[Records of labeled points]
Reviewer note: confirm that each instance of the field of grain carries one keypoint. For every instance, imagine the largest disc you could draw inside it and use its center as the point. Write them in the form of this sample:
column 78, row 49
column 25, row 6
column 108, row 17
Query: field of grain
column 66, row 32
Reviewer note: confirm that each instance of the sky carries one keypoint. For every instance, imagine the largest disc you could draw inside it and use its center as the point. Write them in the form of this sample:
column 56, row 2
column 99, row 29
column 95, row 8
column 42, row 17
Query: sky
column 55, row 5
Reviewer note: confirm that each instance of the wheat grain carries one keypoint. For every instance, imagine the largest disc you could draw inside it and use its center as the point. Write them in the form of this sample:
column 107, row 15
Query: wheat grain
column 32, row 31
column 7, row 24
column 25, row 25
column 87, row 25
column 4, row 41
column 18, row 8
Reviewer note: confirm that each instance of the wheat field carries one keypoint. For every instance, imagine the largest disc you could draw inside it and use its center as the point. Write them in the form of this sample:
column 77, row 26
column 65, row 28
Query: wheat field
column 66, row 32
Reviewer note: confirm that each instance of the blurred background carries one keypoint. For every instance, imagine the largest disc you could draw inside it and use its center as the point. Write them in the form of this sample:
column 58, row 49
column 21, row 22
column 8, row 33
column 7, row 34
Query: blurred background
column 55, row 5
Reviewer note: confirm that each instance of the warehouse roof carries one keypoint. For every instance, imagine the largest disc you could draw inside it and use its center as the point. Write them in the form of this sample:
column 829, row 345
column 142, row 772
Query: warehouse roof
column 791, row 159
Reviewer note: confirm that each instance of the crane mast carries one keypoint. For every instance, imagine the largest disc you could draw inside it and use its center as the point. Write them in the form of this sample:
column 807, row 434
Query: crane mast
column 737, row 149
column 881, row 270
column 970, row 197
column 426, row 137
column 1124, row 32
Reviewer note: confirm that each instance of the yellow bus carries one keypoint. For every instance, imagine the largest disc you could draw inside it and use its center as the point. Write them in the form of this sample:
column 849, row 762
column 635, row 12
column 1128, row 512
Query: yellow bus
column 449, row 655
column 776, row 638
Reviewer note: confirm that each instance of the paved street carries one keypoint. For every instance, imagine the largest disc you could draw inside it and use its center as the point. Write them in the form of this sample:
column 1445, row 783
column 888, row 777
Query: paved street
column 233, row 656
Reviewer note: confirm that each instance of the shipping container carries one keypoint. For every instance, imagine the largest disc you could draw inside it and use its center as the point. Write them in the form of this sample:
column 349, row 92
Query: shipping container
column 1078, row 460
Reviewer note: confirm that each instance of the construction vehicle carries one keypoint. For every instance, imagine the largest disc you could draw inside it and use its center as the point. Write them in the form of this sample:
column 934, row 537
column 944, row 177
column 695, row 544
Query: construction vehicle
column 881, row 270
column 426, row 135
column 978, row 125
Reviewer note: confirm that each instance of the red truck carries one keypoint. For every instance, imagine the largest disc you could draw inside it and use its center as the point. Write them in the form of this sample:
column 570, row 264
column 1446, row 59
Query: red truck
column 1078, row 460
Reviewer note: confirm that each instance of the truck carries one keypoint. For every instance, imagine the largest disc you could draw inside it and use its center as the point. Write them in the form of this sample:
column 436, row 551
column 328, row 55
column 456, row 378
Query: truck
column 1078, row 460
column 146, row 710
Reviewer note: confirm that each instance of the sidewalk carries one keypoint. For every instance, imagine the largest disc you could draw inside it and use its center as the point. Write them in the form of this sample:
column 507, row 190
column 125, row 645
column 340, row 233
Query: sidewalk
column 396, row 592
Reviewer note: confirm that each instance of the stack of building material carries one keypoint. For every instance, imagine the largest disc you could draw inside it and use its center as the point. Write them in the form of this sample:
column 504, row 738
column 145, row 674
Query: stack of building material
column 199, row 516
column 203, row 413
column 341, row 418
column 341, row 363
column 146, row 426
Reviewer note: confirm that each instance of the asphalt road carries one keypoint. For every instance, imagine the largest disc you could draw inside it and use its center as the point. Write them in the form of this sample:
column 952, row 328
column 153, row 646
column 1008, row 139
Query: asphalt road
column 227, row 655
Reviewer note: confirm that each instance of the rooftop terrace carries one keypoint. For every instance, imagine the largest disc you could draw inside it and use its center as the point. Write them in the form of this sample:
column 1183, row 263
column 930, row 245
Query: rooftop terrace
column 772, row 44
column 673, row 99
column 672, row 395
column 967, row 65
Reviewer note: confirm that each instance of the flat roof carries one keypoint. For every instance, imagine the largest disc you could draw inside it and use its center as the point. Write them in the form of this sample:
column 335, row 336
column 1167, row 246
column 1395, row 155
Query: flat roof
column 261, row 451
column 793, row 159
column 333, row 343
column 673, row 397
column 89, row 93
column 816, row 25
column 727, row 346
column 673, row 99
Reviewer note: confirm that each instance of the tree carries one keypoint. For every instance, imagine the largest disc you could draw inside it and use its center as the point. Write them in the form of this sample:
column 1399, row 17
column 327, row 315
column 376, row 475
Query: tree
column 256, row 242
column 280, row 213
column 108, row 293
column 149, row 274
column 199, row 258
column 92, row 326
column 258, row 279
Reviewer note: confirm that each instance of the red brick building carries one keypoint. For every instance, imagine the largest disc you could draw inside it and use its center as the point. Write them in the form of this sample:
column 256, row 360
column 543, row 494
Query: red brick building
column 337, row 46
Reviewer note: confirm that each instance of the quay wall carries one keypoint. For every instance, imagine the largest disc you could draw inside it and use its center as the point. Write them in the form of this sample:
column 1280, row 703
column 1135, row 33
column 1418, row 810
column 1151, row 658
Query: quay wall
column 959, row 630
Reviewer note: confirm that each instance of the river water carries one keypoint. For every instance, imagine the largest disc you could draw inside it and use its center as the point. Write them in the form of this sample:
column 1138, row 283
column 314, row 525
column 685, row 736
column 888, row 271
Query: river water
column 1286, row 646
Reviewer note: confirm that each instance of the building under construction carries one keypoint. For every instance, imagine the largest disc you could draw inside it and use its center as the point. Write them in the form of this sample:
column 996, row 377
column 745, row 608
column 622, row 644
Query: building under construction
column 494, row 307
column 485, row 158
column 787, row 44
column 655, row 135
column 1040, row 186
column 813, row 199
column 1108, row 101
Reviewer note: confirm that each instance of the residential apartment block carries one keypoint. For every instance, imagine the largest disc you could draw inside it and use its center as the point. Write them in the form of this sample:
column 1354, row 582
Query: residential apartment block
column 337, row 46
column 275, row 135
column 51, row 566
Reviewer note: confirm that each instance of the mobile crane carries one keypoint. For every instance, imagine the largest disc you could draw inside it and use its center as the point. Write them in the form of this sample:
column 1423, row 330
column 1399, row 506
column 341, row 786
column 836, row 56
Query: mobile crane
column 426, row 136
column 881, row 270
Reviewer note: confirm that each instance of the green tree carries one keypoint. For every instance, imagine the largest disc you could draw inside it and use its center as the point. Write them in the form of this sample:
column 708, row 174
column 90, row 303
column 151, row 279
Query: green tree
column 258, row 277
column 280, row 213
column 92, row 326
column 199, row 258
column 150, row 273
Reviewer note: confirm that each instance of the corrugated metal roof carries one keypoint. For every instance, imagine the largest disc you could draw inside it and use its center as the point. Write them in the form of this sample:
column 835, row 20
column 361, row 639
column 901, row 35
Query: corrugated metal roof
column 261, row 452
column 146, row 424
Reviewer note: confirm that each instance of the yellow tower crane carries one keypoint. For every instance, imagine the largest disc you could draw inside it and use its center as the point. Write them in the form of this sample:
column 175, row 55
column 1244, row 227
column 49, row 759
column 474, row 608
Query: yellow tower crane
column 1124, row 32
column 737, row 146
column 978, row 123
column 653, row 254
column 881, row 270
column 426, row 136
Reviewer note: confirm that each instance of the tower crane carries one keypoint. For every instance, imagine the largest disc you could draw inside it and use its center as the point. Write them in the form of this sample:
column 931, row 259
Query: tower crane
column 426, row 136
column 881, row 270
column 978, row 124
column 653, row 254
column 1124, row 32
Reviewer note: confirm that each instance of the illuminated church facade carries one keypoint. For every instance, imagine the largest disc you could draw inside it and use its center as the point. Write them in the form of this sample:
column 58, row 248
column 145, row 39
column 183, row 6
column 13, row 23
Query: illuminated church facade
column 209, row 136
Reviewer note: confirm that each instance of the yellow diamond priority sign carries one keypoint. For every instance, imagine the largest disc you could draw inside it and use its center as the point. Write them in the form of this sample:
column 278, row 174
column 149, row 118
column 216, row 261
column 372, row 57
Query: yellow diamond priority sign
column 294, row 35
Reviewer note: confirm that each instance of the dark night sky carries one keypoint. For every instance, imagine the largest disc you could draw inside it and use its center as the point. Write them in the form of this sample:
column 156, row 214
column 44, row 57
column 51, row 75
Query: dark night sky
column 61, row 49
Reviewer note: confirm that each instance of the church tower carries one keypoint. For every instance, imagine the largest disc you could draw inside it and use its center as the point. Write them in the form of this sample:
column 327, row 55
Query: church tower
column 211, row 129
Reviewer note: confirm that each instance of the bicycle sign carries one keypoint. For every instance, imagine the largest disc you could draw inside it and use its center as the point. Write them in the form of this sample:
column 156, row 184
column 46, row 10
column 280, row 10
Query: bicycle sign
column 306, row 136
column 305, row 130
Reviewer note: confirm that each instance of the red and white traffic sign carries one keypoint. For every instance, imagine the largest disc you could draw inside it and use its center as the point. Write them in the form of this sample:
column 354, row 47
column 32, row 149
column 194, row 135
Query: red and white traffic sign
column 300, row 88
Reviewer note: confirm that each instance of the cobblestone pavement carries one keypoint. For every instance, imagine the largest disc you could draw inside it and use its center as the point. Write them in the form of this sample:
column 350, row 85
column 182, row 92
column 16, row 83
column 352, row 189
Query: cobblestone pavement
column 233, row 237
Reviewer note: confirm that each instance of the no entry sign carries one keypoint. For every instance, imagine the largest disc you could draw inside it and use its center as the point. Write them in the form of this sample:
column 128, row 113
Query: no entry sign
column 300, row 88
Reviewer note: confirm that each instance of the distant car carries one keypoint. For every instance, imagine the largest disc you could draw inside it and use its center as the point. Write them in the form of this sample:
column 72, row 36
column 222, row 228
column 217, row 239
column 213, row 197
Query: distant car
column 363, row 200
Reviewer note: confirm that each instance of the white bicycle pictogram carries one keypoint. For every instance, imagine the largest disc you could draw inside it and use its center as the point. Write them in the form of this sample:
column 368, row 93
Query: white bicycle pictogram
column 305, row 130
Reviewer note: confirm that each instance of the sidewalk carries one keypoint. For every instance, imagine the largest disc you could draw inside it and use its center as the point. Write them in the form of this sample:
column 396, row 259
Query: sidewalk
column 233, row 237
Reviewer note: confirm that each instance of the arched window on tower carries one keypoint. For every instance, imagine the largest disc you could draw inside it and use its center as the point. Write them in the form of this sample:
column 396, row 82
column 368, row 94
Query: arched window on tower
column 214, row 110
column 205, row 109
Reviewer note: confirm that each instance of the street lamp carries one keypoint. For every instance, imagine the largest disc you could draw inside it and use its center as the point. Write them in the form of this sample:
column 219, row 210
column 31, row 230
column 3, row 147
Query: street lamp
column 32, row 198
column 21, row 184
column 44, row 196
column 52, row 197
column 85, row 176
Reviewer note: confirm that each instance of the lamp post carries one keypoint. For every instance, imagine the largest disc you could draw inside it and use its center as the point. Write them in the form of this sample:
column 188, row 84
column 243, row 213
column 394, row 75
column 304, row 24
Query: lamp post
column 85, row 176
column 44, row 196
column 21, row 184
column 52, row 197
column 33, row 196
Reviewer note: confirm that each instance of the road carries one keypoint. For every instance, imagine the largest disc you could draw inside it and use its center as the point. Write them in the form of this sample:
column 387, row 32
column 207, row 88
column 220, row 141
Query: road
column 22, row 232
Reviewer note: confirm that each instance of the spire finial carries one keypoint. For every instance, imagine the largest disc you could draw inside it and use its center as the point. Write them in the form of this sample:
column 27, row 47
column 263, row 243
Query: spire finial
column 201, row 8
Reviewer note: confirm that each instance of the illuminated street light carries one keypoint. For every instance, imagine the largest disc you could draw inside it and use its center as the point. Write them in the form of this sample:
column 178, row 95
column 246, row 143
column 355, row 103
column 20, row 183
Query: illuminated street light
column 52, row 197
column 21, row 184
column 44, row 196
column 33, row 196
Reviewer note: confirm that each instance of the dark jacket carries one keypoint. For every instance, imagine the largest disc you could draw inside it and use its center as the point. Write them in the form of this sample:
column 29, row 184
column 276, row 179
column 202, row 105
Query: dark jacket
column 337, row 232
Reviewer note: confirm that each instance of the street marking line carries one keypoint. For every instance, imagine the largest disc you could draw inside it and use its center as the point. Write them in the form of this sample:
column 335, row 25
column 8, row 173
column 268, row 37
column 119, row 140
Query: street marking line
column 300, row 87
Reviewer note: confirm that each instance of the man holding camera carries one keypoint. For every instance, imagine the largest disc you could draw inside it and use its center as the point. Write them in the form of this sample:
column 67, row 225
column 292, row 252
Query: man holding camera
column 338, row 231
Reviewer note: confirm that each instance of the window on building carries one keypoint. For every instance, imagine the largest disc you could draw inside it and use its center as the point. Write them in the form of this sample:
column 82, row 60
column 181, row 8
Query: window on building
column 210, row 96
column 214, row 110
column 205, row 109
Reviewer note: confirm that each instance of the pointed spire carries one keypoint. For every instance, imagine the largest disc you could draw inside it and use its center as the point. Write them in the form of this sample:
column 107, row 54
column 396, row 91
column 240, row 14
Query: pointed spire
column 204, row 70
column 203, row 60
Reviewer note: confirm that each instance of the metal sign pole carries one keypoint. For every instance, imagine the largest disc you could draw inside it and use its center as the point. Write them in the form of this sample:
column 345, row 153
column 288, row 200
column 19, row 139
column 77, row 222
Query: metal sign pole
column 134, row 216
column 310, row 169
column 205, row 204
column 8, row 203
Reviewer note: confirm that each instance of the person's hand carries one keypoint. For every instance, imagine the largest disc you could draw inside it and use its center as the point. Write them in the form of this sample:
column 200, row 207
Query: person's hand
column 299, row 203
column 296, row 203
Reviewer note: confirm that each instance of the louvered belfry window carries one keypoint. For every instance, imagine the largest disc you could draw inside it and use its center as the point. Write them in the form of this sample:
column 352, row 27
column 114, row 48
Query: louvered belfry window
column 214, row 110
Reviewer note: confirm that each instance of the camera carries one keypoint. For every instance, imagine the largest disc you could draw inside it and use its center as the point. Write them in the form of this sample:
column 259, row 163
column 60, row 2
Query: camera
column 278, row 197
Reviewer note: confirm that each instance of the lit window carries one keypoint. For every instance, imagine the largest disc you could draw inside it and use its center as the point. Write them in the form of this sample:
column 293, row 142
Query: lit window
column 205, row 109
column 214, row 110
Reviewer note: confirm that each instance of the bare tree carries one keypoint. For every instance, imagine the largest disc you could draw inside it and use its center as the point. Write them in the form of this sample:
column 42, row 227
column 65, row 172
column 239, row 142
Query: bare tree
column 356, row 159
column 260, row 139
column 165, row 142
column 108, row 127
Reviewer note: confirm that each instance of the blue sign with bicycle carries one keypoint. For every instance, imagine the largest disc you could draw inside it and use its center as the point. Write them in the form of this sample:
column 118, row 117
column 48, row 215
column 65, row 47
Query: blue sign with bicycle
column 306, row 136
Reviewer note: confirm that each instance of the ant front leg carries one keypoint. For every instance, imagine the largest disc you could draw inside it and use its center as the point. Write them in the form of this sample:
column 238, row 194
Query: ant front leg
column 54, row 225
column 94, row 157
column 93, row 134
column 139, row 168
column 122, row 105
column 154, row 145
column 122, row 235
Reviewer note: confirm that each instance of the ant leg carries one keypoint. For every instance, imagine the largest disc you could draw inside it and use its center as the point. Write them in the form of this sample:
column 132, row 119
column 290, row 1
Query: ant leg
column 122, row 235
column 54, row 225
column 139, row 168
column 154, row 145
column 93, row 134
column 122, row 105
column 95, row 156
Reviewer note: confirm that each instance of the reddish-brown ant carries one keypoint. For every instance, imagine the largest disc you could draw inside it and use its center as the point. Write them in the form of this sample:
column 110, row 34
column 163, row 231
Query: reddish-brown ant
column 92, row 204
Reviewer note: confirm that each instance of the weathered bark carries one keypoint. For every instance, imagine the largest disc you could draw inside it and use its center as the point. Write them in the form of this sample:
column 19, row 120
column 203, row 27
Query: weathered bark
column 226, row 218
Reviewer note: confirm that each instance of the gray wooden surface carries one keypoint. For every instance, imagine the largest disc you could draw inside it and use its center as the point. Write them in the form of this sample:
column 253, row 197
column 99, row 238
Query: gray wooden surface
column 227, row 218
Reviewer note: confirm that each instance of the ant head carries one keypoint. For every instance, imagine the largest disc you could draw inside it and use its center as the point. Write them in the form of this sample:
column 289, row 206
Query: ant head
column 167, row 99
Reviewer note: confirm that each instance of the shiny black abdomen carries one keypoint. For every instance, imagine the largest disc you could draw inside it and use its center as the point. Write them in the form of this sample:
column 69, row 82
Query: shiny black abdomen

● **STATED GOAL**: Transcribe word for word the lines from the one holding "Reviewer note: confirm that each instance of the ant head" to the last line of the listing above, inclusive.

● **THE REPLY**:
Reviewer note: confirm that each instance of the ant head carries one keypoint. For every instance, imagine the largest disc you could draw inside it and use its center as the point. Write them in the form of this sample:
column 289, row 206
Query: ant head
column 167, row 99
Reviewer note: confirm that each instance of the shiny black abdomen carries one keypoint. For every instance, imagine the largest disc you could draw inside it and use its center as the point. Write them in the form of this sample:
column 69, row 82
Query: shiny black abdomen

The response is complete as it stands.